Written exercise 1> According to the article on the Senate spending vote, through what date does the current stopgap spending bill fund federal agencies?
Written exercise 2> Reproduce only the rows between the line holding "find tree |" and the line holding "Query: distant building", inclusive, substituting "a single dot for each instance" for every occurrence of "one dot per instance" and leaving all else unchanged.

Page extract>
Associate News Editor


Sen. Rand Paul (Creative Commons)
Sen. Rand Paul (Creative Commons)
The Senate rejected two competing spending bills meant to fund the federal government on Wednesday, leaving lawmakers nine days to make a compromise.

Currently, the federal government is operating under a stopgap spending bill to fund agencies through March 18. This agreement was passed last week.  Once it expires, the government will shut down unless a compromise can be reached on how to fund the government through its fiscal year to Sept. 30.

One bill was a House Republican measure that planned to cut $61 billion from current funding levels while a Senate Democrat plan would have cut $6.5 billion.

Both were expected to fail, as Senate Democrats and President Obama had previously objected to the Republican’s bill. On Wednesday, neither plan achieved a simple majority as the vote on the House GOP-led bill was 56-44 and the Senate Democrat failed 58-42.

At least 60 votes were needed to pass the bills.

Listing>
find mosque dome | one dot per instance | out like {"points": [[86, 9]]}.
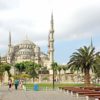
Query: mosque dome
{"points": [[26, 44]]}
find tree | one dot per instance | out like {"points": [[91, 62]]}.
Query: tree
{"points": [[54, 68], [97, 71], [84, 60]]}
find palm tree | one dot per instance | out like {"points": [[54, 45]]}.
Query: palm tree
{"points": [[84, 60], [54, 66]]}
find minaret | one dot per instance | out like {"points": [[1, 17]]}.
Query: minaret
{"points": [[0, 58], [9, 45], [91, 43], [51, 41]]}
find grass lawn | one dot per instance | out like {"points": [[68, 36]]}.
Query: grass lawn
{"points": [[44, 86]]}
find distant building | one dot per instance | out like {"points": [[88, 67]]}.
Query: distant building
* * *
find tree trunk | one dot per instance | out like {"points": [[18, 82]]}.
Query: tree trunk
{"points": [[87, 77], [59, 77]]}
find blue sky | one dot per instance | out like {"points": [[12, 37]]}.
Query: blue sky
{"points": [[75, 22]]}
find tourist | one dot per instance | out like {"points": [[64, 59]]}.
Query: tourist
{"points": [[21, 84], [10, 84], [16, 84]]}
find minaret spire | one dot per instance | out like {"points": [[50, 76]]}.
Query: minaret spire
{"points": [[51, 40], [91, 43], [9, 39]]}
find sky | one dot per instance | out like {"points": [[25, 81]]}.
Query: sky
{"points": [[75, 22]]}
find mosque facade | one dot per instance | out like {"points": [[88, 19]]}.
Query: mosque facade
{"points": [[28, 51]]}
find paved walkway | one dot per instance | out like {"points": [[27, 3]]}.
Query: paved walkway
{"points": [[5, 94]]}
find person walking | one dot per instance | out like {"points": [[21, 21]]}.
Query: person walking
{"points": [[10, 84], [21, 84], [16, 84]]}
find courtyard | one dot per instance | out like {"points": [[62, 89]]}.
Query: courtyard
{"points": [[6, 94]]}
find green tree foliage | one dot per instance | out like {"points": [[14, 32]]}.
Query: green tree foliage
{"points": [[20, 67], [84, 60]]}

Complete output 1> March 18

Complete output 2>
find tree | a single dot for each instance | out like {"points": [[91, 62]]}.
Query: tree
{"points": [[54, 68], [97, 71], [84, 60]]}
find palm tree | a single dot for each instance | out like {"points": [[54, 45]]}.
Query: palm tree
{"points": [[84, 60], [54, 66]]}
find minaret | a single dot for each instance | out like {"points": [[1, 17]]}.
Query: minaret
{"points": [[0, 58], [9, 45], [91, 43], [51, 41]]}
find grass lawn | a single dot for each instance | out like {"points": [[68, 36]]}.
Query: grass lawn
{"points": [[44, 86]]}
find distant building | a single dot for each instance | out like {"points": [[88, 67]]}.
Query: distant building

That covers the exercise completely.